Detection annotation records
....

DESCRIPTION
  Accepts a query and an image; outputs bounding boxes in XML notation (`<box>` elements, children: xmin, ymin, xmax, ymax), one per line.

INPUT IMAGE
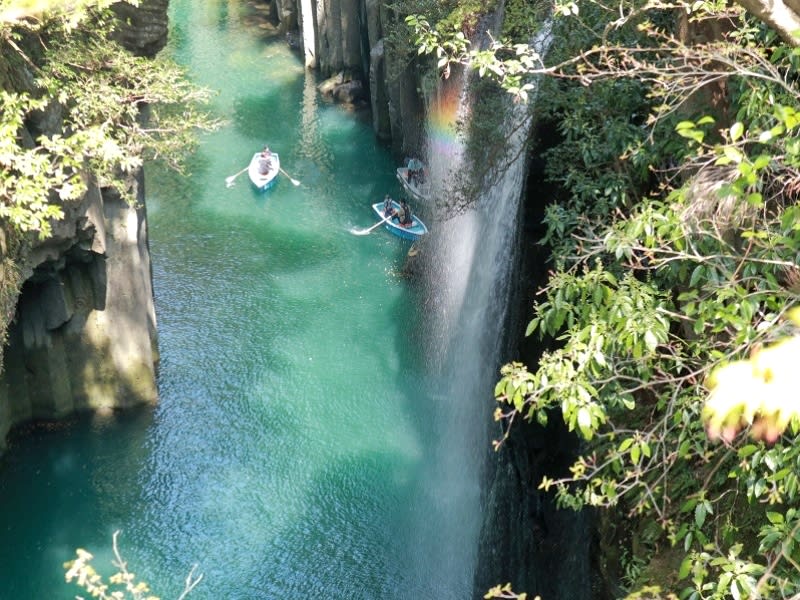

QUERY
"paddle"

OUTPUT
<box><xmin>350</xmin><ymin>215</ymin><xmax>394</xmax><ymax>235</ymax></box>
<box><xmin>278</xmin><ymin>167</ymin><xmax>300</xmax><ymax>185</ymax></box>
<box><xmin>225</xmin><ymin>166</ymin><xmax>250</xmax><ymax>187</ymax></box>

....

▶ What the task asks: Output the records above line for line, with no changes, and leave out the pictures.

▶ Complete answer:
DESCRIPTION
  Accepts a query and an image; outputs bounding boxes in XML notation (`<box>` elements, children: xmin, ymin, xmax, ymax), one per line.

INPUT IMAGE

QUERY
"paddle"

OUTPUT
<box><xmin>350</xmin><ymin>215</ymin><xmax>394</xmax><ymax>235</ymax></box>
<box><xmin>278</xmin><ymin>167</ymin><xmax>300</xmax><ymax>185</ymax></box>
<box><xmin>225</xmin><ymin>166</ymin><xmax>250</xmax><ymax>187</ymax></box>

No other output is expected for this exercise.